(Reading passage)
MPEG-7 is an ISO/IEC standard for describing multimedia content. MPEG-7 Multimedia Description Schemes (DSs) are metadata structures in XML that facilitate searching, indexing, filtering, and access .
Learning objects in repositories are usually described by metadata. Therefore, access to learning objects can take advantage of queries upon metadata for selecting the objects that are most suited to the needs of learners or teachers. In addition, many learning objects include textual material that can be indexed, and such indexes can also be used to filter the objects by matching them against user-provided keywords.
This article describes PLQL, a proposal for a simple query language standard for retrieving learning objects from heterogeneous repositories. PLQL is primarily a query interchange format, used by source applications (or PLQL clients) for querying repositories (or PLQL servers). PLQL has been designed with the goal of effectively supporting search over LOM, DC and MPEG-7 metadata. However, PLQL does not assume or require these metadata standards.
Figure 2 shows an example of an architecture, set up within the GLOBE initiative, interconnecting several networks of learning object repositories. Clients direct queries to a federated search engine, which in turn forwards the query to a number of repositories and returns the answer to the client.
The work presented in this article builds on previous standardization work in the area of technology-enhanced learning. The CEN/ISSS Simple Query Interface (SQI)  specifies an abstract search protocol that can be bound to various technologies and has been designed to support external query languages and metadata standards. The SQI protocol builds the software interconnections represented in Figure 2 and enables the transferring of a query from a client to a server, but it does not include a query language. Therefore, the interaction between a client and a server takes place by using a query language agreed between each client-server pair. PLQL aims to be the query language of choice in this context.
2 Definition of PLQL
PLQL is based on existing language paradigms, and aims to minimize the need for introducing new concepts. Specifically, we have borrowed approximate search concepts from Contextual Query Language (CQL) , a well-established language used for library search. Given that an XML binding is available for all relevant metadata standards for learning objects, we have also decided to express exact search by using query paths on hierarchies, borrowing concepts from XPath . Thus, PLQL combines two of the most popular query paradigms, allowing its implementations to re-use existing technology from both fields: approximate search (using information retrieval engines such as Lucene) and exact search (using XML-based query engines).

(Data block)
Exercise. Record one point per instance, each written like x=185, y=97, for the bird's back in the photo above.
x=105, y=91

(Set problem) From the passage on PLQL, list the activities that MPEG-7 Multimedia Description Schemes are said to facilitate.

(Exercise result) Searching, indexing, filtering, and access.